• **Objective a**
What tool does the passage on the HBM analysis say can show that at least a certain number of late messages are needed to force the HBM to trigger resource suspension?

• **Text section**
To give the reader an idea of the complexity of the system being analyzed, the closed concurrent system composed of the HBM code, its wrapper and the code for the DLN is implemented by several hundred non-commentary source lines (NCSL) of C code. Although the size of this application is very small compared to the total size of all the software needed to control a telephone switch (typically millions of lines of code), it is nevertheless far too complex to be thoroughly and reliably analyzed by manual code inspection (as will become clear in the next section).

Various versions of the environment were also used to test properties of the HBM under specific constraints. For instance, counters can be used to limit the number of late/lost messages. By progressively increasing the maximum value of such counters, VeriSoft can be used to show properties such that "at least b late messages are necessary to force the HBM to trigger resource suspension". Properties that were checked are presented in the next section.

• **Objective b**
Please locate every line in the rows below that contains the string "support", and copy each one. Case counts.

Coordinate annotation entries
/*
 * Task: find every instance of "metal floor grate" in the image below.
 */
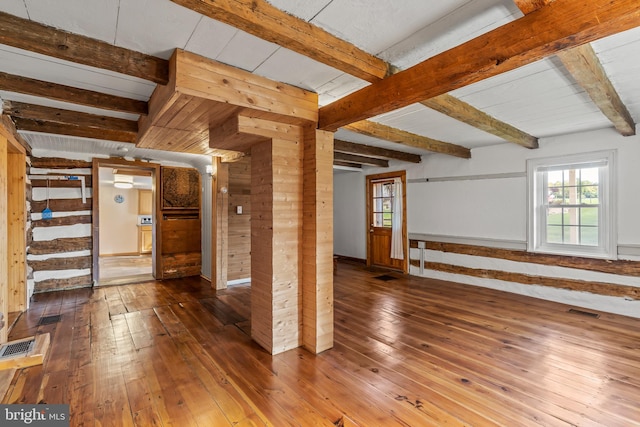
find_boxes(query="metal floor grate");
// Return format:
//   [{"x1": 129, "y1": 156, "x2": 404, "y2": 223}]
[
  {"x1": 38, "y1": 314, "x2": 62, "y2": 326},
  {"x1": 0, "y1": 339, "x2": 36, "y2": 359}
]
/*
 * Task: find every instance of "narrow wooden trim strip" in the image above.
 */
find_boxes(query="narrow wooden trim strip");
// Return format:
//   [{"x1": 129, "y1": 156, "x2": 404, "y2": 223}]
[
  {"x1": 425, "y1": 262, "x2": 640, "y2": 300},
  {"x1": 410, "y1": 240, "x2": 640, "y2": 277}
]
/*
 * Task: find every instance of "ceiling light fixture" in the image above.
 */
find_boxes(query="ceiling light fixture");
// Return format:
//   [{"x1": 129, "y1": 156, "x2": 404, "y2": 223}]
[{"x1": 113, "y1": 174, "x2": 133, "y2": 189}]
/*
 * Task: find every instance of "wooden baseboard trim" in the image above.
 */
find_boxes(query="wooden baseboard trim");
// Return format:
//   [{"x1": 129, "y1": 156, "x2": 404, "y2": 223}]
[
  {"x1": 0, "y1": 333, "x2": 51, "y2": 370},
  {"x1": 334, "y1": 255, "x2": 367, "y2": 265}
]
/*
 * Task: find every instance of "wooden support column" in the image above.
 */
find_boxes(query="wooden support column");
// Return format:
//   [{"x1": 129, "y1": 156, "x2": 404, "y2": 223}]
[
  {"x1": 251, "y1": 133, "x2": 302, "y2": 354},
  {"x1": 0, "y1": 133, "x2": 10, "y2": 343},
  {"x1": 211, "y1": 157, "x2": 229, "y2": 289},
  {"x1": 302, "y1": 128, "x2": 333, "y2": 353}
]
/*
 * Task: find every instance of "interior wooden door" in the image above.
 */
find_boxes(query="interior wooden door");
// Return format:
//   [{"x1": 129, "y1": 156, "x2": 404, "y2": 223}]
[{"x1": 367, "y1": 172, "x2": 407, "y2": 271}]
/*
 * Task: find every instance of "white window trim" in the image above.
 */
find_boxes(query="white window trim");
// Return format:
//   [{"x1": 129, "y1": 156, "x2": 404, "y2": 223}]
[{"x1": 527, "y1": 150, "x2": 618, "y2": 259}]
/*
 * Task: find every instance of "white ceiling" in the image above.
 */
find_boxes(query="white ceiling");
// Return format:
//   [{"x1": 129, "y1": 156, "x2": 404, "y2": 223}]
[{"x1": 0, "y1": 0, "x2": 640, "y2": 167}]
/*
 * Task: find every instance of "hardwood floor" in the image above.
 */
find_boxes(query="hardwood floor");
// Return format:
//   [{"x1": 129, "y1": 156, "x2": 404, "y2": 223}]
[
  {"x1": 3, "y1": 263, "x2": 640, "y2": 427},
  {"x1": 99, "y1": 254, "x2": 153, "y2": 286}
]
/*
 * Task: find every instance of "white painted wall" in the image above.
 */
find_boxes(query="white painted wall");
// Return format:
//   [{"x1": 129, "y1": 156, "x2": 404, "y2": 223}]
[
  {"x1": 100, "y1": 182, "x2": 138, "y2": 255},
  {"x1": 334, "y1": 129, "x2": 640, "y2": 317}
]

• **Result a**
VeriSoft

• **Result b**
 * Task: find every instance of "wooden support column" in the image above.
find_boxes(query="wooden support column");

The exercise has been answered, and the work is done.